* What to work on
**1)** In the text on state and local pension funding, set down everything from "State and Local Pension Plans Funding" down to "improve in 2017." word for word.
**2)** Write the next part of the text on state and local pension funding, picking up right after its final sentence.

Stability in Overall Pension Plan Funding Masks a Growing Divide

The brief’s key findings are:

  • Under traditional accounting rules, the aggregate funded ratio for state and local pension plans in 2017 was 72 percent, largely unchanged from recent years.
  • This overall stability, however, masks a growing gap among plans: the average funded ratio was 90 percent for the top third but just 55 percent for the bottom third.
  • The plans in the bottom third are in worse shape because, on average, they receive lower long-term investment returns and pay less of their required contributions.
  • In addition, all plans face the possibility of a market downturn, which could set back funding for several years.

State and Local Pension Plans Funding Sputters in FY 2016

The brief’s key findings are:

  • In 2016, the funded ratio of state and local pensions declined under both old and new accounting rules.
  • This decline reflected steady growth in liabilities and slow growth in assets due to poor stock performance.
  • More recently, the revival of the stock market is helping plan assets recover, with funded ratios expected to improve in 2017.
  • But, looking further ahead, funding ratios are projected to remain essentially flat due largely to the current approach of calculating required contributions.
  • Thus, to achieve more meaningful progress, plans need to establish contribution levels that will actually reduce unfunded liabilities.

* Provided records

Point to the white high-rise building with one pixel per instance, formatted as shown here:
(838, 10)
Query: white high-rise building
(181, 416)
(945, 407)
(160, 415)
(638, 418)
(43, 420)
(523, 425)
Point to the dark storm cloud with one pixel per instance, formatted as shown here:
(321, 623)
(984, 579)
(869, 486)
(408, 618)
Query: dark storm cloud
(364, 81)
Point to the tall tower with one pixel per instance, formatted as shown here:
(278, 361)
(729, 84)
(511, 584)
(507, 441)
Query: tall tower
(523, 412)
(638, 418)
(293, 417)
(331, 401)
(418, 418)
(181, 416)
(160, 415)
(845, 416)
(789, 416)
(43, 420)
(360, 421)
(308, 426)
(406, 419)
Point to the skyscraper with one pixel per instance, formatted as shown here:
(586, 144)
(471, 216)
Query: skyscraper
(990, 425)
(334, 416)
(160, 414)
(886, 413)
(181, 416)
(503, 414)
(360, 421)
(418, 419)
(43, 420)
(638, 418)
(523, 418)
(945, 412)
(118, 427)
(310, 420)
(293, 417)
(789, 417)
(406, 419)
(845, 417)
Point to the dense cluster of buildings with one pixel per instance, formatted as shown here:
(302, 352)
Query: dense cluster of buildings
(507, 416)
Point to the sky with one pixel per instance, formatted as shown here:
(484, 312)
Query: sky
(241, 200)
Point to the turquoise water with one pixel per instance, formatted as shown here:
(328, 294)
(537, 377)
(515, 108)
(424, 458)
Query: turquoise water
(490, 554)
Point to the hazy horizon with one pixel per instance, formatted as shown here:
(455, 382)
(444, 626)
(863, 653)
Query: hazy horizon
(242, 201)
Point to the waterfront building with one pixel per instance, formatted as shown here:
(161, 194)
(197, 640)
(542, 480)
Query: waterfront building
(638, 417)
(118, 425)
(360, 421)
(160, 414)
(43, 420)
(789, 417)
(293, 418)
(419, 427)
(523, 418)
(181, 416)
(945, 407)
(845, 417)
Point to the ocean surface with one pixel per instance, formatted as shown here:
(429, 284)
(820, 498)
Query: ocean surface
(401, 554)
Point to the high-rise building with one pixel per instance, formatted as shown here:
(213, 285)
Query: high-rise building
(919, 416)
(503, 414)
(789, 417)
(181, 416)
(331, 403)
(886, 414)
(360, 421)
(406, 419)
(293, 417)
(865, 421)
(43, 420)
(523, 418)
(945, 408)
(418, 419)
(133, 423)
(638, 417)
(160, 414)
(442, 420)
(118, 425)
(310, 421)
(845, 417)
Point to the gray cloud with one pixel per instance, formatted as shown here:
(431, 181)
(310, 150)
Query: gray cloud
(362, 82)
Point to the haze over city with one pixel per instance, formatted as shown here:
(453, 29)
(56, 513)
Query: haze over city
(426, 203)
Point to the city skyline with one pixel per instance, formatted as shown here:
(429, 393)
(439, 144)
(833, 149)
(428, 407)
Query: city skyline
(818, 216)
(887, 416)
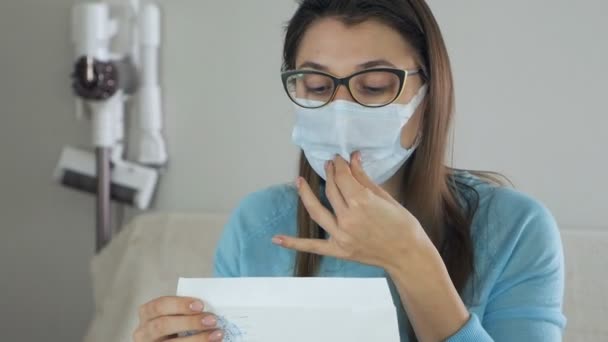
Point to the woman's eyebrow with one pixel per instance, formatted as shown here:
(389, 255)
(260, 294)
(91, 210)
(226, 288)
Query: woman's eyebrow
(366, 65)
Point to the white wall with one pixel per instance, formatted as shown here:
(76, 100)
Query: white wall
(541, 122)
(531, 90)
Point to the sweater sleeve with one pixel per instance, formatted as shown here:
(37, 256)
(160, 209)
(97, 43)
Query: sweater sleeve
(227, 253)
(525, 303)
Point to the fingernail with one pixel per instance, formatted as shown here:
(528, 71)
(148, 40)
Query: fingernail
(209, 321)
(196, 306)
(216, 336)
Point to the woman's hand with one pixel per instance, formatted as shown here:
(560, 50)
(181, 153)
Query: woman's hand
(165, 317)
(369, 226)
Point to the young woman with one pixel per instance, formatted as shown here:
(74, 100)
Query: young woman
(466, 258)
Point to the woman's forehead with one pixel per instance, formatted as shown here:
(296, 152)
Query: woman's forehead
(344, 48)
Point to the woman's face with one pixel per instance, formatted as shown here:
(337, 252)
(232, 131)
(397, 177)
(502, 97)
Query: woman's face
(331, 46)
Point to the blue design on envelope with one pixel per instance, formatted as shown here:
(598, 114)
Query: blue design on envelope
(232, 333)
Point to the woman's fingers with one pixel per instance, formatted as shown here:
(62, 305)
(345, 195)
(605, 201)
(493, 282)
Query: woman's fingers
(170, 305)
(332, 192)
(359, 174)
(161, 328)
(316, 210)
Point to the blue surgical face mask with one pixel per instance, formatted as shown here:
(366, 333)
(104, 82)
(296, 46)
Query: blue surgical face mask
(344, 127)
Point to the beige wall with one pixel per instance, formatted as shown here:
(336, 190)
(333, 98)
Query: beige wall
(530, 84)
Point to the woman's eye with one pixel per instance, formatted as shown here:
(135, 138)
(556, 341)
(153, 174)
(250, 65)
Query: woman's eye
(374, 90)
(317, 90)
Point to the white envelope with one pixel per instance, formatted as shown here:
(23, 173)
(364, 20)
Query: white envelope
(298, 309)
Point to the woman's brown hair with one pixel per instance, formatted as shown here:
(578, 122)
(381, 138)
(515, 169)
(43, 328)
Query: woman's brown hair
(431, 190)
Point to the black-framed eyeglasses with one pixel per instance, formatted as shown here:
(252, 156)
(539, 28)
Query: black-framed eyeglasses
(373, 88)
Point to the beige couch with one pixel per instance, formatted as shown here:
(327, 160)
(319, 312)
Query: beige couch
(145, 260)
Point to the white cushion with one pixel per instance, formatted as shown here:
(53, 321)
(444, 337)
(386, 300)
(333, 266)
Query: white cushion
(145, 260)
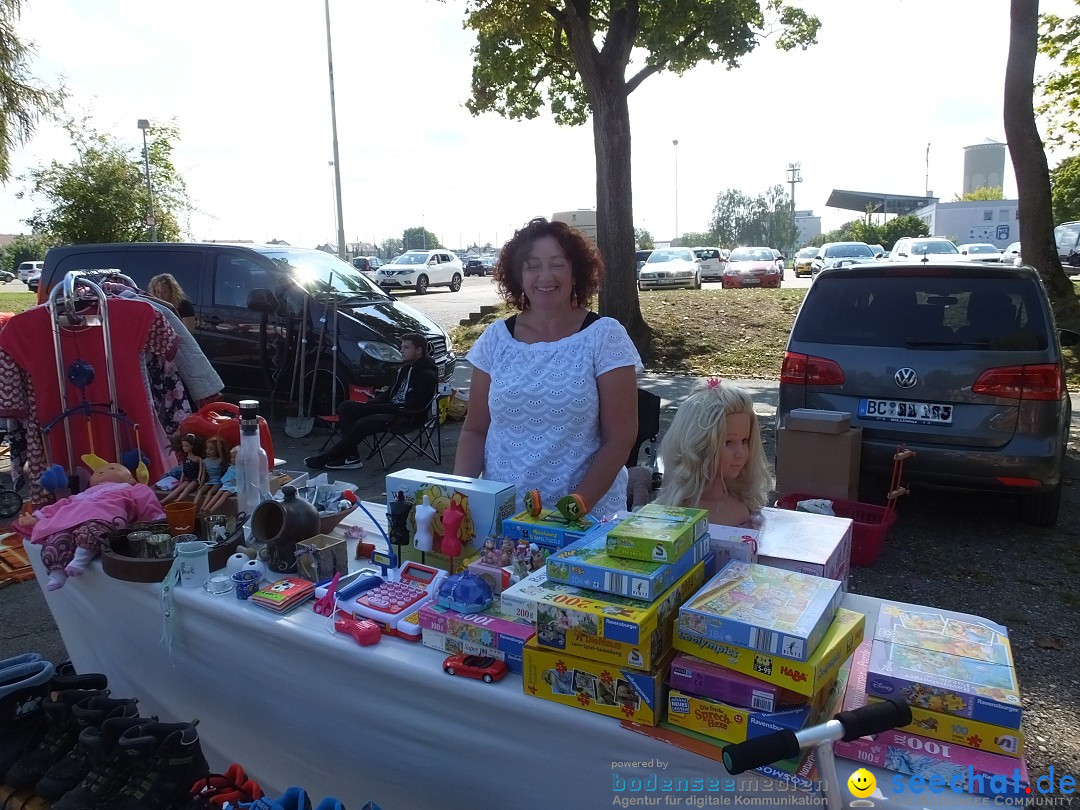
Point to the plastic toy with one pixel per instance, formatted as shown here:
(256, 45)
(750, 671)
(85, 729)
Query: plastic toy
(475, 666)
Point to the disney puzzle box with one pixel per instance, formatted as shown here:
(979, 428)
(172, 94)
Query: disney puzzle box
(948, 662)
(761, 608)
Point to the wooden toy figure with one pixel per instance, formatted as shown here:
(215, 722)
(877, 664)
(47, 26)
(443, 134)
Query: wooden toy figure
(453, 516)
(424, 516)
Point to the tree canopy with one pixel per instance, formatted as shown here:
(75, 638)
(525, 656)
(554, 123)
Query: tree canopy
(23, 99)
(102, 194)
(572, 57)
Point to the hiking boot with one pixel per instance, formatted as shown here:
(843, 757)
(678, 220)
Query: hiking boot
(70, 770)
(109, 770)
(165, 760)
(24, 686)
(62, 733)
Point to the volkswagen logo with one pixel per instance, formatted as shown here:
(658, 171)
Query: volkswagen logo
(905, 377)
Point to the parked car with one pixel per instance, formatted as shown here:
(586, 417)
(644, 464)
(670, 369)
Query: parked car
(928, 248)
(959, 362)
(670, 268)
(485, 667)
(980, 252)
(248, 300)
(804, 260)
(421, 269)
(752, 267)
(712, 261)
(840, 254)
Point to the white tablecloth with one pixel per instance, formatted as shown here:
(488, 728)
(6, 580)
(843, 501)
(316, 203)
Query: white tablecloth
(299, 704)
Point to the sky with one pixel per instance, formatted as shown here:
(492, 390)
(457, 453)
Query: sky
(247, 84)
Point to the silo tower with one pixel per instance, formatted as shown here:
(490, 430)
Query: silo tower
(984, 165)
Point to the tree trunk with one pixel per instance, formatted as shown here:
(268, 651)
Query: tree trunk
(1029, 163)
(615, 208)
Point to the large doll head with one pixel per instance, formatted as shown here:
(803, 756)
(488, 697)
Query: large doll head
(702, 443)
(111, 473)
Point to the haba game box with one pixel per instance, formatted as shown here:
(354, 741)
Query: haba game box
(948, 662)
(767, 609)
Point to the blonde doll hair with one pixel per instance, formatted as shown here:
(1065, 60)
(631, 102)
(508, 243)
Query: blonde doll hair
(691, 448)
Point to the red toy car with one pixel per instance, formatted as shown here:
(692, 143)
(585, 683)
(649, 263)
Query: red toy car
(364, 631)
(475, 666)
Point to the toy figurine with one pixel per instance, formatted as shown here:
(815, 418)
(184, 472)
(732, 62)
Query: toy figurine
(70, 531)
(424, 516)
(453, 516)
(397, 517)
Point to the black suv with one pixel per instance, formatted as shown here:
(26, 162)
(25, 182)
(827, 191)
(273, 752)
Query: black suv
(960, 363)
(250, 300)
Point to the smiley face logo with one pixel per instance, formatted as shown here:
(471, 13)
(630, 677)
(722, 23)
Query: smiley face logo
(862, 783)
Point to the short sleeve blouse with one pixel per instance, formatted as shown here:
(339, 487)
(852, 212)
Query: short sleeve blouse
(544, 406)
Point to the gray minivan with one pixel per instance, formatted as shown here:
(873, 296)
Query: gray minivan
(959, 362)
(250, 300)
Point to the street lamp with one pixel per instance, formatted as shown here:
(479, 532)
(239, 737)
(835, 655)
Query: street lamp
(151, 221)
(675, 144)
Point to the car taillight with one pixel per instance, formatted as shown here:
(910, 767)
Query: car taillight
(806, 369)
(1022, 382)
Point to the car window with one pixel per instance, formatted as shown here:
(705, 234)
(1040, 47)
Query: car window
(902, 311)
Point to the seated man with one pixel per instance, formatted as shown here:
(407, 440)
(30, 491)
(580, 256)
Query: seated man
(404, 404)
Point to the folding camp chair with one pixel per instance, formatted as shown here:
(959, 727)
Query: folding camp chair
(421, 434)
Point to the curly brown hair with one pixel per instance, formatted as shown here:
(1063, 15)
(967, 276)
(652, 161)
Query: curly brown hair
(585, 262)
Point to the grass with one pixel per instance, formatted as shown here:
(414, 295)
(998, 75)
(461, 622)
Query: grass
(719, 333)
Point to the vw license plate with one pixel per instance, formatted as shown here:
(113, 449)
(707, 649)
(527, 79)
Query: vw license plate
(898, 410)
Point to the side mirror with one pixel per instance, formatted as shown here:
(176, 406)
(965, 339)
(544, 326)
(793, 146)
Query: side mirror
(262, 300)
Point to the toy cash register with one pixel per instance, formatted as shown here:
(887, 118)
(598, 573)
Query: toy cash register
(402, 594)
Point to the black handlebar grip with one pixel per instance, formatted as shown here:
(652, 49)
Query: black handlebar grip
(874, 718)
(760, 751)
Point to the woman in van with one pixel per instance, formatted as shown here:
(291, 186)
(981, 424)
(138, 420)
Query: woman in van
(165, 287)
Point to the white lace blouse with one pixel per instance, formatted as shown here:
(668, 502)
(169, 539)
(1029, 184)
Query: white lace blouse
(544, 408)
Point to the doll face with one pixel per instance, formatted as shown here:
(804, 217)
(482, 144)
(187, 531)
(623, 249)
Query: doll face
(736, 450)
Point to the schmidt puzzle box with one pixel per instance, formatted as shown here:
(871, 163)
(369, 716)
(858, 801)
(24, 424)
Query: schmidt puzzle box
(948, 662)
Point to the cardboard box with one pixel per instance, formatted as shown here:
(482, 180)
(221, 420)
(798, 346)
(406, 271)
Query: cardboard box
(806, 542)
(945, 661)
(658, 534)
(486, 503)
(548, 528)
(595, 686)
(601, 626)
(489, 628)
(812, 420)
(822, 464)
(805, 677)
(767, 609)
(920, 756)
(588, 564)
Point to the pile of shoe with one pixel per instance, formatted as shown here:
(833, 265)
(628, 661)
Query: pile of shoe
(65, 739)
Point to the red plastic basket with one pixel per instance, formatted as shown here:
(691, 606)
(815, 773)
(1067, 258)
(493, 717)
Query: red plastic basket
(869, 525)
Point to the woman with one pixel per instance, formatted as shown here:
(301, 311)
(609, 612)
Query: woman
(553, 403)
(165, 287)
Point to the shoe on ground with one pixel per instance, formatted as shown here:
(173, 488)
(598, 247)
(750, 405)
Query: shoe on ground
(352, 462)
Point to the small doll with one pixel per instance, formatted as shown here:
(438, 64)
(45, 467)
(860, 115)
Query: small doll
(713, 456)
(70, 530)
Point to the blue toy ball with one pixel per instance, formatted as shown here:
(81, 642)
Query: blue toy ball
(464, 592)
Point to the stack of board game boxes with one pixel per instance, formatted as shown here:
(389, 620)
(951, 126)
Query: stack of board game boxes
(759, 651)
(604, 608)
(956, 672)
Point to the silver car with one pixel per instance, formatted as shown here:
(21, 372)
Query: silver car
(960, 362)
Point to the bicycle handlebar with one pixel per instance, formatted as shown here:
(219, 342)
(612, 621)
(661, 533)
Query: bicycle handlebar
(869, 719)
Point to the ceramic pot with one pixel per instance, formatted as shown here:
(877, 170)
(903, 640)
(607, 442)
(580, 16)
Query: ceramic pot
(281, 525)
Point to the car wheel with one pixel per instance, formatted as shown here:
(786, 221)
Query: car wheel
(1041, 509)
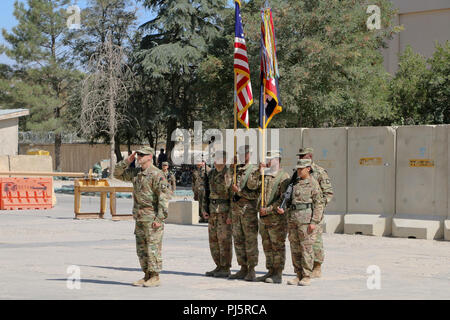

* Outputs in order
**1)**
State and Local Pension Plans Funding Sputters in FY 2016

The brief’s key findings are:

  • In 2016, the funded ratio of state and local pensions declined under both old and new accounting rules.
  • This decline reflected steady growth in liabilities and slow growth in assets due to poor stock performance.
  • More recently, the revival of the stock market is helping plan assets recover, with funded ratios expected to improve in 2017.

**2)**
The Funding of State and Local Pensions: 2015-2020

The brief’s key findings are:

  • In 2015, the funded ratio of state and local pensions using traditional accounting rules, with smoothed asset values, rose from 73 percent to 74 percent.
  • The funded ratio using new accounting rules, with market value, declined slightly.
  • Required contributions continued to climb in 2015, but plans also stepped up their payments from 86 percent to 91 percent of the required amount.
  • The funding outlook suggests steady improvement if plans realize expected returns, but a downward drift if returns fall short, as many financial experts predict.

The Funding of State and Local Pensions: 2014-2018

The brief’s key findings are:

  • During 2014, public plans adopted new accounting standards for reporting purposes but continued to use the traditional standards for funding purposes.
  • The traditional funded ratio rose from 72 percent in 2013 to 74 percent in 2014 – the first improvement since the financial crisis.
  • Required contributions continued to climb in 2014, but plans stepped up their payments from 82 percent to 88 percent of the required amount.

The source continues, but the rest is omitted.